WORK INSTRUCTIONS ::
Whenever a line below includes the word "trees", copy that line.

Start of MATERIAL SHOWN

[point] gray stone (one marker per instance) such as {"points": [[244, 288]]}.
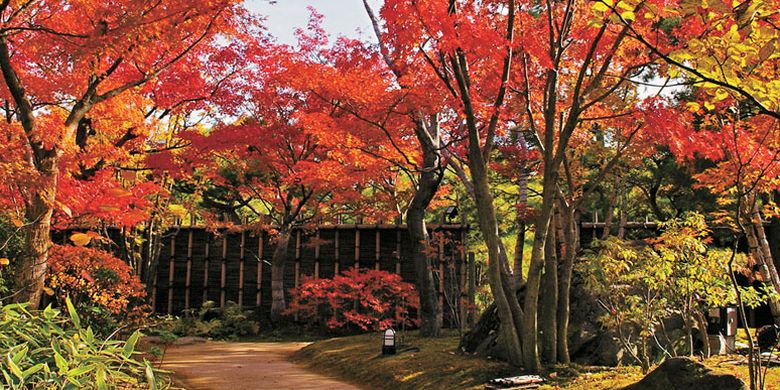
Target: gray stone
{"points": [[684, 374]]}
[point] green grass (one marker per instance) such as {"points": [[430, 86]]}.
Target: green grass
{"points": [[358, 359], [437, 365]]}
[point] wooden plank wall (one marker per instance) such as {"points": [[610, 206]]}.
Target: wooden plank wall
{"points": [[197, 265]]}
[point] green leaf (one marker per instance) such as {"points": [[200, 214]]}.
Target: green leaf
{"points": [[74, 316], [14, 368], [32, 370], [600, 7], [17, 358], [61, 363], [79, 371], [129, 347], [150, 376]]}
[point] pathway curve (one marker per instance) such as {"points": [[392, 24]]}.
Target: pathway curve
{"points": [[239, 366]]}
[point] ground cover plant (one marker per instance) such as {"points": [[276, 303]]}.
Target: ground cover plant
{"points": [[356, 300], [635, 143], [49, 349]]}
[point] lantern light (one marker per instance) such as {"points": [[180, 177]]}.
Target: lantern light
{"points": [[388, 342]]}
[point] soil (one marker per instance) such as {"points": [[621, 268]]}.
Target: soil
{"points": [[241, 365]]}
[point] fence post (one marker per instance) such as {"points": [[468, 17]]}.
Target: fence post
{"points": [[398, 250], [170, 275], [241, 270], [206, 269], [189, 270], [472, 290], [258, 293], [336, 262], [317, 255], [222, 271], [357, 247]]}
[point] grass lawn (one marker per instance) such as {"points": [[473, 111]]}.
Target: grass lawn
{"points": [[436, 365]]}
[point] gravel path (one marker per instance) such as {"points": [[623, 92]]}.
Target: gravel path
{"points": [[238, 366]]}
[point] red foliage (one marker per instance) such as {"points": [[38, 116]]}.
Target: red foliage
{"points": [[361, 299], [95, 278]]}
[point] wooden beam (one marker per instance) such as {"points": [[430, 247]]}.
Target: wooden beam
{"points": [[222, 271], [206, 269], [170, 274], [317, 255], [241, 270], [259, 294]]}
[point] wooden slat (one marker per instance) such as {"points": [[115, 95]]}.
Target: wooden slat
{"points": [[170, 275], [398, 251], [317, 255], [357, 248], [336, 256], [187, 280], [206, 270], [259, 293], [222, 271], [241, 270]]}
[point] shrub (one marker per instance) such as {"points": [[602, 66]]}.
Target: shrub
{"points": [[641, 285], [101, 286], [11, 245], [228, 323], [365, 300], [47, 350]]}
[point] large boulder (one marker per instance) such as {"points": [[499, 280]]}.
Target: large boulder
{"points": [[684, 374]]}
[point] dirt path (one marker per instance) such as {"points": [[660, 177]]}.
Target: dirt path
{"points": [[238, 366]]}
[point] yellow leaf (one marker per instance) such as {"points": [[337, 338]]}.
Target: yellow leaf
{"points": [[119, 192], [600, 7], [178, 210], [109, 207], [80, 239], [721, 94]]}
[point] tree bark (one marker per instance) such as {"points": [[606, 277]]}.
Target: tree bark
{"points": [[760, 250], [549, 299], [522, 207], [570, 222], [430, 310], [31, 266], [278, 305]]}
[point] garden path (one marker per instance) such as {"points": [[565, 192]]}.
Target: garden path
{"points": [[244, 365]]}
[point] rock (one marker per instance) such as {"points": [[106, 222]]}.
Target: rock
{"points": [[767, 337], [603, 350], [684, 373]]}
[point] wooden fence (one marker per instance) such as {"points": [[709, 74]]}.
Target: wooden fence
{"points": [[197, 266]]}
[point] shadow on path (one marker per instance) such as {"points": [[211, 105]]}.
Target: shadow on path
{"points": [[238, 366]]}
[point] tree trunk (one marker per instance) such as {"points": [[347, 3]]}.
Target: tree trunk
{"points": [[549, 299], [522, 208], [623, 210], [759, 249], [609, 214], [531, 360], [31, 266], [570, 223], [278, 261], [430, 310], [488, 225]]}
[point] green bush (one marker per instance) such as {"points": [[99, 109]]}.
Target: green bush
{"points": [[47, 350], [228, 323]]}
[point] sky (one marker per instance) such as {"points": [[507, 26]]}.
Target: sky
{"points": [[342, 17]]}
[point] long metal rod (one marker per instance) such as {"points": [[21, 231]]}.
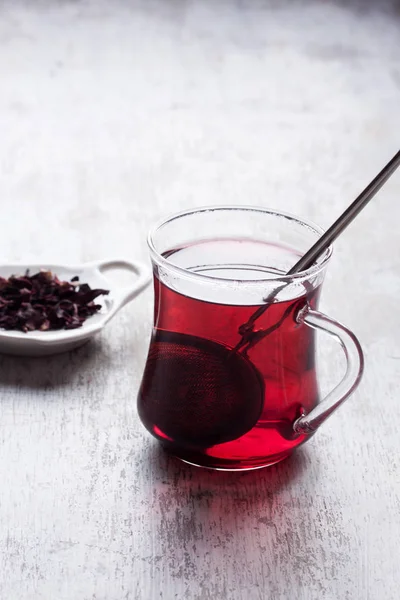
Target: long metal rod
{"points": [[249, 337], [346, 218]]}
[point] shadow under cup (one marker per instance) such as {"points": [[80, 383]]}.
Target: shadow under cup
{"points": [[230, 375]]}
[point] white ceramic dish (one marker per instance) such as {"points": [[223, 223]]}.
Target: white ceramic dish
{"points": [[42, 343]]}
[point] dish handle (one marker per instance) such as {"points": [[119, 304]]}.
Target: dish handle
{"points": [[124, 294]]}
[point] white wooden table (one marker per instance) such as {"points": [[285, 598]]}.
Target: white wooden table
{"points": [[111, 115]]}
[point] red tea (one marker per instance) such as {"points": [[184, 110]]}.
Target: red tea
{"points": [[213, 406]]}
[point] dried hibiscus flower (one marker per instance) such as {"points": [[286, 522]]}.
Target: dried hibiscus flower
{"points": [[43, 302]]}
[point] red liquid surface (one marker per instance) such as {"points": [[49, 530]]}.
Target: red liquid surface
{"points": [[270, 387]]}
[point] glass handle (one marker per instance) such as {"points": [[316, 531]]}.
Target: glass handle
{"points": [[308, 424]]}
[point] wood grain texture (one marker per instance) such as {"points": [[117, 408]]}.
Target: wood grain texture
{"points": [[112, 114]]}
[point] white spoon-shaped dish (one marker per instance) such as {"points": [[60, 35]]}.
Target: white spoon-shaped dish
{"points": [[42, 343]]}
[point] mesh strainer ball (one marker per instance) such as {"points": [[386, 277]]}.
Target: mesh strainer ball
{"points": [[197, 392]]}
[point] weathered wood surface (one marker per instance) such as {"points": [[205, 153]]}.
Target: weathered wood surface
{"points": [[111, 114]]}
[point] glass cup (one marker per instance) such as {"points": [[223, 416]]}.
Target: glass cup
{"points": [[230, 380]]}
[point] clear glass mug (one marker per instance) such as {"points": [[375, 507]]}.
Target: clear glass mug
{"points": [[230, 379]]}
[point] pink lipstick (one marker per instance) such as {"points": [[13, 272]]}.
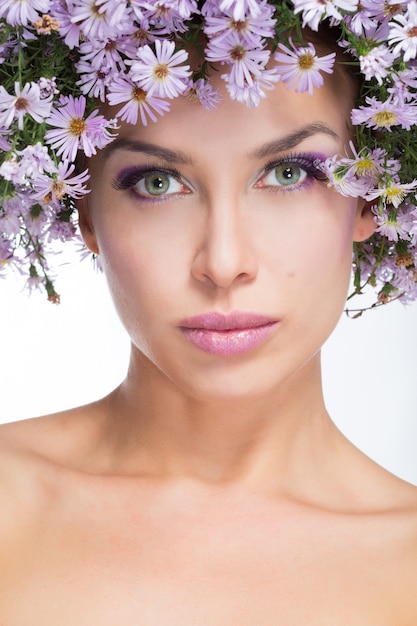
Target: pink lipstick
{"points": [[227, 335]]}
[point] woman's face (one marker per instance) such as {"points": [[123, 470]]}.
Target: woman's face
{"points": [[225, 212]]}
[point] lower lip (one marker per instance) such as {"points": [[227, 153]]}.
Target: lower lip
{"points": [[228, 342]]}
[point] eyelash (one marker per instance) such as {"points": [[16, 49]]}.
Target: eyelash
{"points": [[309, 162], [133, 176]]}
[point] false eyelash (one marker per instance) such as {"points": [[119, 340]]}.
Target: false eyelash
{"points": [[128, 178], [309, 161]]}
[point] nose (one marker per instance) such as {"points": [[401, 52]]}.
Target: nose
{"points": [[225, 254]]}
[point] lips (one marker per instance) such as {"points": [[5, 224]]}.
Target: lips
{"points": [[228, 335]]}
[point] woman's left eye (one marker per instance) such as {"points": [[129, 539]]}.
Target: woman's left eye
{"points": [[285, 174]]}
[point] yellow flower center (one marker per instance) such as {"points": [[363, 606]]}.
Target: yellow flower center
{"points": [[385, 118], [237, 53], [305, 61], [412, 32], [161, 71], [139, 94], [239, 25], [77, 126], [21, 104], [364, 166], [394, 194], [58, 189]]}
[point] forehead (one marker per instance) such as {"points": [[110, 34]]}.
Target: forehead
{"points": [[233, 127]]}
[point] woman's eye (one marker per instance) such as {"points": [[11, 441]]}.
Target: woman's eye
{"points": [[158, 184], [284, 175]]}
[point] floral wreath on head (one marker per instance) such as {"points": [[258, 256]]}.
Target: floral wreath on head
{"points": [[60, 58]]}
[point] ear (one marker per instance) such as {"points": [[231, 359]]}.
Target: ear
{"points": [[86, 226], [364, 222]]}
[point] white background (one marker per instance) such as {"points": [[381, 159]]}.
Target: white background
{"points": [[54, 357]]}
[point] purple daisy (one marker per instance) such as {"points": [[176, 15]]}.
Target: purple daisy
{"points": [[72, 132], [301, 66], [138, 102], [161, 73], [24, 101]]}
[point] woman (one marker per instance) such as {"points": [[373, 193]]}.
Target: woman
{"points": [[211, 487]]}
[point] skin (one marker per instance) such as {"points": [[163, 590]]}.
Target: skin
{"points": [[212, 489]]}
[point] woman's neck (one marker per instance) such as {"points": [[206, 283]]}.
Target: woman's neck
{"points": [[153, 428]]}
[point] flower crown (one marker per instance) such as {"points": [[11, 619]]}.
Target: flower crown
{"points": [[60, 58]]}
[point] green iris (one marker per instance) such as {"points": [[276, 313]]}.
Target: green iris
{"points": [[289, 174], [157, 184]]}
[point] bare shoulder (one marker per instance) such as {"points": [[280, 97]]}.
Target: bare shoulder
{"points": [[33, 453]]}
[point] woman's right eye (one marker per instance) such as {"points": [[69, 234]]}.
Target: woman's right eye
{"points": [[158, 184]]}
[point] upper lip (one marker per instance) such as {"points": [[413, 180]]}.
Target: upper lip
{"points": [[231, 321]]}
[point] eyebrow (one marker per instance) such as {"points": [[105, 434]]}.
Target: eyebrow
{"points": [[293, 139], [176, 156], [171, 156]]}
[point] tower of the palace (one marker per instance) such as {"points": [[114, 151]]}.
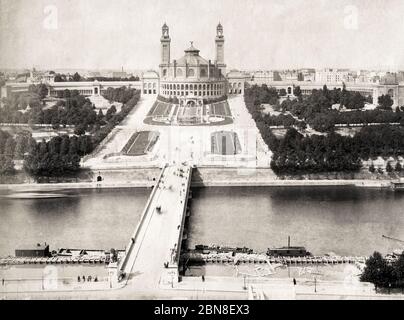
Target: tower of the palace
{"points": [[220, 49], [165, 45]]}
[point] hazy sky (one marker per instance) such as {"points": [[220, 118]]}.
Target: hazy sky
{"points": [[259, 34]]}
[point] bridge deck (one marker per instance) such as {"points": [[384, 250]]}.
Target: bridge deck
{"points": [[157, 238]]}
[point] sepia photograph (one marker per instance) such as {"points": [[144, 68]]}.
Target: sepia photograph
{"points": [[201, 150]]}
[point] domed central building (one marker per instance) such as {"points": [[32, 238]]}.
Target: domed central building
{"points": [[192, 90], [192, 79]]}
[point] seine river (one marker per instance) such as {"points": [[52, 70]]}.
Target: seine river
{"points": [[343, 220]]}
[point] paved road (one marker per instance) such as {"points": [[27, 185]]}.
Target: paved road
{"points": [[158, 232]]}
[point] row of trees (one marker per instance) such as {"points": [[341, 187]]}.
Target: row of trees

End of MATERIAL SHOWN

EXPECTED ANSWER ::
[point] row of trees (one marker per instance) such as {"points": [[341, 187]]}.
Target: row of trees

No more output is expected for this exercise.